What the task asks: Take the line with "of the background" as the first line and the last line of the data as the final one. Write out those lines exactly, and no others.

Data section:
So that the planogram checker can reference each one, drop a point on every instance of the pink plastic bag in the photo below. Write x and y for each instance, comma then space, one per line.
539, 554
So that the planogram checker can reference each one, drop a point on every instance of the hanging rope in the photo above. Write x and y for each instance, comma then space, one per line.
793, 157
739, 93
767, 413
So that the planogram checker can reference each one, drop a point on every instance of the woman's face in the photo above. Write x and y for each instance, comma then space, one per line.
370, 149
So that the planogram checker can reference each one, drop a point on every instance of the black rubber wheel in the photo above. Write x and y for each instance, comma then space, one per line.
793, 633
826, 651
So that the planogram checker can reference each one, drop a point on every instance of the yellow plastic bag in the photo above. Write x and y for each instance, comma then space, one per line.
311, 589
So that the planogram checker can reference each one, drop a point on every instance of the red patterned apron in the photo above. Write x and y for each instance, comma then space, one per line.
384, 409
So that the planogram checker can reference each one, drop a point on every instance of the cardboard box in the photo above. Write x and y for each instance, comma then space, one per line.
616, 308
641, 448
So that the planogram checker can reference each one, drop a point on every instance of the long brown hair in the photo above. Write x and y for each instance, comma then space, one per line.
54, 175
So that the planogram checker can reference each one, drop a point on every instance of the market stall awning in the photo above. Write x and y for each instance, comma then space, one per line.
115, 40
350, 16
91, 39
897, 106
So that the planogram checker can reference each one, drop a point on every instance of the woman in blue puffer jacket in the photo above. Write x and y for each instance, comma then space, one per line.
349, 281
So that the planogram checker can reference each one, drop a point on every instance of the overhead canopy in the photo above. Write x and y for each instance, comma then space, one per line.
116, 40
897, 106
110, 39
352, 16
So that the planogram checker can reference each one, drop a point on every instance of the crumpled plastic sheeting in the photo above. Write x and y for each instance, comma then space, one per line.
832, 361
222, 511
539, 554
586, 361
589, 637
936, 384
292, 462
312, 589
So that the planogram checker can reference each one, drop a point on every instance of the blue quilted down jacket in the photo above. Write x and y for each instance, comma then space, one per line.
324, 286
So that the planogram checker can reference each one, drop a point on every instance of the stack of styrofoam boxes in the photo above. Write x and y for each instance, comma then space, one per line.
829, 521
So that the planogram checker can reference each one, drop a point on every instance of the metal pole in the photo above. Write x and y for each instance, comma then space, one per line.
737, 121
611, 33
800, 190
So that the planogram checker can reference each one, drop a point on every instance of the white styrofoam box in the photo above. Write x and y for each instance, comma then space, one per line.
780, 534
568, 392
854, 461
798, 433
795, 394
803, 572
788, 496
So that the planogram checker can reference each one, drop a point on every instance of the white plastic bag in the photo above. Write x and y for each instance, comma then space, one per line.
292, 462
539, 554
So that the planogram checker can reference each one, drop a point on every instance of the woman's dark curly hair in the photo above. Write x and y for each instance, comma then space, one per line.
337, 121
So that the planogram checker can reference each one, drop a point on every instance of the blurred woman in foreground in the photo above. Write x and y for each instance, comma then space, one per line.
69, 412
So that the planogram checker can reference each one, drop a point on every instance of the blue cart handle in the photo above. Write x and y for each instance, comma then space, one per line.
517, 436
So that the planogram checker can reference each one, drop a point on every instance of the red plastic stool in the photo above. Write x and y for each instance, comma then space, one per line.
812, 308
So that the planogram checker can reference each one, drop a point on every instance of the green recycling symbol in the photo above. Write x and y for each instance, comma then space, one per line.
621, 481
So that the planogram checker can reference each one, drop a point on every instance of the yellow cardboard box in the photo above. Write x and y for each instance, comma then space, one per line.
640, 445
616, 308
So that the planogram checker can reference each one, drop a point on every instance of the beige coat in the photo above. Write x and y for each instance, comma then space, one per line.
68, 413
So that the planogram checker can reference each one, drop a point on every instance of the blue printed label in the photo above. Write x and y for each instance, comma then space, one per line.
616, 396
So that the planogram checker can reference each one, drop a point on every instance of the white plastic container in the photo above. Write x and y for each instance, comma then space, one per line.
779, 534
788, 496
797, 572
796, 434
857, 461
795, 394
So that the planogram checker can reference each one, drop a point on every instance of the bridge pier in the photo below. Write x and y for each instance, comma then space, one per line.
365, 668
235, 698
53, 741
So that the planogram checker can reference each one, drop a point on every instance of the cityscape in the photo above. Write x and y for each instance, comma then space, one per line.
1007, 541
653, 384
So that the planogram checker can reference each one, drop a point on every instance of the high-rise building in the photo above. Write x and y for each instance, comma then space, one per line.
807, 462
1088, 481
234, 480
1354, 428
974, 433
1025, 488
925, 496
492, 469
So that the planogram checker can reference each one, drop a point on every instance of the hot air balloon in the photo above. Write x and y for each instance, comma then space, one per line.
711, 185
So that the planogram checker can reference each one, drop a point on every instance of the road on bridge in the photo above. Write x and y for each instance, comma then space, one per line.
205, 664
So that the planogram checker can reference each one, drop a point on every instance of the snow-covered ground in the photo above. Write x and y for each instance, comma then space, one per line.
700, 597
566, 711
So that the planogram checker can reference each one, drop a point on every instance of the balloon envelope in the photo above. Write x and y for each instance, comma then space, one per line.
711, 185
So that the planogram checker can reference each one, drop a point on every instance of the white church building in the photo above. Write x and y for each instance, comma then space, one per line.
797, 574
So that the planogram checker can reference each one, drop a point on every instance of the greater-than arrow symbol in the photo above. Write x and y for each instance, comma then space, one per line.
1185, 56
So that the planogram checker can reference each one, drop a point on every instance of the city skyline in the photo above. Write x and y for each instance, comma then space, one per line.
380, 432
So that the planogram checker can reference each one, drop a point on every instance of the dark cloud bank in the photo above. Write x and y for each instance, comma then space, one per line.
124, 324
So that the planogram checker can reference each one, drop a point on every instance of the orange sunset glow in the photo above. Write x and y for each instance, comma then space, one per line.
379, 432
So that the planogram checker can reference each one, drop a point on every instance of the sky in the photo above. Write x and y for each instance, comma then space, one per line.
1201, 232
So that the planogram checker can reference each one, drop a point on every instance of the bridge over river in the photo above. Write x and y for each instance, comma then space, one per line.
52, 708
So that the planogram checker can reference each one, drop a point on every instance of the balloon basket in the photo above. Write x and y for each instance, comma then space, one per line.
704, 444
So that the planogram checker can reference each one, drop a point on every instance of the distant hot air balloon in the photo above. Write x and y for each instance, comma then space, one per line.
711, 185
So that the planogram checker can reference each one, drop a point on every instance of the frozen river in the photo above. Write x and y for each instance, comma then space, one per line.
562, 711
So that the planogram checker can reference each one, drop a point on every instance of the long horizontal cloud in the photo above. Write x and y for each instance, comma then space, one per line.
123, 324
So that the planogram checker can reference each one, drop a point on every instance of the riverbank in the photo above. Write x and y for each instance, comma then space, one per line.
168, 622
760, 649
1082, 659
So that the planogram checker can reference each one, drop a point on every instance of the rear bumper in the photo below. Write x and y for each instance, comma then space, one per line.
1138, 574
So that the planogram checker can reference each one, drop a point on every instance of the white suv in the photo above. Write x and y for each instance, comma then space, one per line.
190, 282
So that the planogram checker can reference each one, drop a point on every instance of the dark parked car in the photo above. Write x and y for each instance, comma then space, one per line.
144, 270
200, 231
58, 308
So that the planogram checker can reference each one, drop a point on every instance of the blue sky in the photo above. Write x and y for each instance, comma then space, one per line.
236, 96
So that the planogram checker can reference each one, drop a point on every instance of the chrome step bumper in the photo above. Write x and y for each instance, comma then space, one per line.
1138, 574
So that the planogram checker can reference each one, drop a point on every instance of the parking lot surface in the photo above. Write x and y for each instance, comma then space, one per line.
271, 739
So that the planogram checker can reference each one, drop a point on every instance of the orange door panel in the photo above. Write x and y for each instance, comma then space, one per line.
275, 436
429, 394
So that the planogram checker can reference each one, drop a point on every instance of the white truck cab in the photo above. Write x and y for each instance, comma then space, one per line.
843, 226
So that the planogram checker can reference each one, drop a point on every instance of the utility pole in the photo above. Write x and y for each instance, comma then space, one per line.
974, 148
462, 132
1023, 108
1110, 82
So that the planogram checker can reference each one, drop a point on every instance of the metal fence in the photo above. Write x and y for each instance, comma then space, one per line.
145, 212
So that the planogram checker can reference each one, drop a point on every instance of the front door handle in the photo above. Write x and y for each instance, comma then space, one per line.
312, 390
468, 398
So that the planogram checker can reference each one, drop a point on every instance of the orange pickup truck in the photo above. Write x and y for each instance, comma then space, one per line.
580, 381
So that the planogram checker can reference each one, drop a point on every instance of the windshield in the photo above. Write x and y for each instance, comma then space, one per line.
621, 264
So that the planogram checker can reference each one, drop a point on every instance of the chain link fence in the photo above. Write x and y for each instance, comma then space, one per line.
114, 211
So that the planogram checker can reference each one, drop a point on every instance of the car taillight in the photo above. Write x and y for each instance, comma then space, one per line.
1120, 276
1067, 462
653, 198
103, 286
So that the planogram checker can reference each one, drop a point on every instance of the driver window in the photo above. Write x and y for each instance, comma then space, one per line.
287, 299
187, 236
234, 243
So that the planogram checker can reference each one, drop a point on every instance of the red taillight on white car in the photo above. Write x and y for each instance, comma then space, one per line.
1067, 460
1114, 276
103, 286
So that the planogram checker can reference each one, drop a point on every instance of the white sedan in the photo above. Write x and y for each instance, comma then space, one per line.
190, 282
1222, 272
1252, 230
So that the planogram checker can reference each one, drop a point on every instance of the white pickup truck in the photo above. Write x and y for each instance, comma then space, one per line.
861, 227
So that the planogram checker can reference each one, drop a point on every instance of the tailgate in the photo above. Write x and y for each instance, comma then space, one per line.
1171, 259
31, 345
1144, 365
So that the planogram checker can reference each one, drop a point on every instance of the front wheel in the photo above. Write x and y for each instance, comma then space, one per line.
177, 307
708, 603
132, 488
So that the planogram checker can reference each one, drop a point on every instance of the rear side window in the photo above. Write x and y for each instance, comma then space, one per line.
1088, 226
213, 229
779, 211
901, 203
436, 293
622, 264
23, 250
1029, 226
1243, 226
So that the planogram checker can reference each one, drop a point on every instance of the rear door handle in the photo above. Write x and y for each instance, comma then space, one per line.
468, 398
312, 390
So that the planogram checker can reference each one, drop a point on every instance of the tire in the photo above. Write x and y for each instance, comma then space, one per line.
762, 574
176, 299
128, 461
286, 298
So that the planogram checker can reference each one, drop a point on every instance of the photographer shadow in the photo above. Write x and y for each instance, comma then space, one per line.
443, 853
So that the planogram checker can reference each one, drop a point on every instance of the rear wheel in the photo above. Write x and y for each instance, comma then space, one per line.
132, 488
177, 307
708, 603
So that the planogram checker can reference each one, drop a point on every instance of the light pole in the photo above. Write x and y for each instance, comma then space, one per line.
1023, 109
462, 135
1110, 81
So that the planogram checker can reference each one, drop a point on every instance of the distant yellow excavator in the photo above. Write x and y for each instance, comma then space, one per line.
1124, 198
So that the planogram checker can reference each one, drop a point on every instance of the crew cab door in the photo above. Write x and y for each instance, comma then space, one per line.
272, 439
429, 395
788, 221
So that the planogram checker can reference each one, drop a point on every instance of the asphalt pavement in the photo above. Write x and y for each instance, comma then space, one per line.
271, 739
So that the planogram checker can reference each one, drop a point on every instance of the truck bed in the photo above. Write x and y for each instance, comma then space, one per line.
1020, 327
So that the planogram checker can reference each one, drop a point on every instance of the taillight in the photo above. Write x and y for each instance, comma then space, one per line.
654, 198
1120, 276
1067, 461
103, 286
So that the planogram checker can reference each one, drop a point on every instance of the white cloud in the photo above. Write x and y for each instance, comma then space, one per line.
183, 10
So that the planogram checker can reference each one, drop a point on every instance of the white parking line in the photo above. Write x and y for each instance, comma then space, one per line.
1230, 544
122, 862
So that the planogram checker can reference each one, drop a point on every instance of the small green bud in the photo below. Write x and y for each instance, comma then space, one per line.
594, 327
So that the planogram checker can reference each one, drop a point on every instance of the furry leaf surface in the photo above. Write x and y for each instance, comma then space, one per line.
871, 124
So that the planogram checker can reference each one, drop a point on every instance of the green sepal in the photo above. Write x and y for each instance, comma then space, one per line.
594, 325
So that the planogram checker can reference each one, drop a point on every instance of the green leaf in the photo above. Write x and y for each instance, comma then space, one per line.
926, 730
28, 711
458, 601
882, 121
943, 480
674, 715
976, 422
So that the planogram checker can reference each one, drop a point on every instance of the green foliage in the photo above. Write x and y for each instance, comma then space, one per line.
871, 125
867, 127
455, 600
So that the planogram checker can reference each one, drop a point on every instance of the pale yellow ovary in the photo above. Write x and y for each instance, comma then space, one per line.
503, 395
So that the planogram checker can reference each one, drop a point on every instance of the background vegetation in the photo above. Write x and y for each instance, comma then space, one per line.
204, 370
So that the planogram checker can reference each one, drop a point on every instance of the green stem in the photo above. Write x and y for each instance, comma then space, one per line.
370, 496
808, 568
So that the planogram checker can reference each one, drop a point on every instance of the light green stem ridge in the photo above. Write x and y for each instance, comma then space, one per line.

Result of this exercise:
So that the planogram checker can reference each one, drop a point on every instance of the background vegetation in the photo above. Write x and y for each instance, comma then space, one per line.
204, 370
So that the planogram checker can reference each one, drop a point on every instance of the green stem in the photo above. Write x and y for each instance, comma then space, one per line.
370, 496
808, 568
So that the planogram checker can reference each one, drop a point on every instance of the light green stem ridge in the photo above. Write x and y for each instance, comma then space, one per line.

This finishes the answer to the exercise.